- Exercise directions -
From the records below, output exactly the lines running from the line containing "box: [195, 81, 226, 145]" through the line containing "box: [264, 237, 295, 299]", and no others.

** Input follows **

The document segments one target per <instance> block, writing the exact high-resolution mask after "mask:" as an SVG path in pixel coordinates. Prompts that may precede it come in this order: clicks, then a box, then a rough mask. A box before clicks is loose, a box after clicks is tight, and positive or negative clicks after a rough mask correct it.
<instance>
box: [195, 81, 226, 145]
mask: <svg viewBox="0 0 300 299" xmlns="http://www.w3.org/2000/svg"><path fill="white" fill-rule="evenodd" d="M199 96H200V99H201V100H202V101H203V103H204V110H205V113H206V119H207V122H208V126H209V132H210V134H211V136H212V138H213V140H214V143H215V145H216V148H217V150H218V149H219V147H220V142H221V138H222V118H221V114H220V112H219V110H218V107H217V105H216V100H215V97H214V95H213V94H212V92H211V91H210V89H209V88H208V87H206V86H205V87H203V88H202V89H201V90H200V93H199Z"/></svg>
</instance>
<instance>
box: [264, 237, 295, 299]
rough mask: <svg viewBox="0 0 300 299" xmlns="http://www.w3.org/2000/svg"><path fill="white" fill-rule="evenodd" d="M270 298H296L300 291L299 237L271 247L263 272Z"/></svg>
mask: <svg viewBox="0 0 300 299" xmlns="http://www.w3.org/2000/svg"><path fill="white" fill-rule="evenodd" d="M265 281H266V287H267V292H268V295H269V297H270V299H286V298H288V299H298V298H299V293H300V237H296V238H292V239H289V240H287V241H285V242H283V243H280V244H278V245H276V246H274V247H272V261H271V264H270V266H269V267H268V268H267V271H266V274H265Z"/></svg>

** End of Input **

- Task answer -
box: [195, 81, 226, 145]
mask: <svg viewBox="0 0 300 299" xmlns="http://www.w3.org/2000/svg"><path fill="white" fill-rule="evenodd" d="M199 96H200V99H201V100H202V101H203V103H204V110H205V113H206V119H207V122H208V126H209V132H210V134H211V136H212V138H213V140H214V143H215V145H216V148H217V150H218V149H219V147H220V142H221V138H222V118H221V114H220V112H219V110H218V107H217V105H216V100H215V97H214V95H213V94H212V92H211V91H210V89H209V88H208V87H206V86H205V87H203V88H202V89H201V90H200V93H199Z"/></svg>
</instance>
<instance>
box: [264, 237, 295, 299]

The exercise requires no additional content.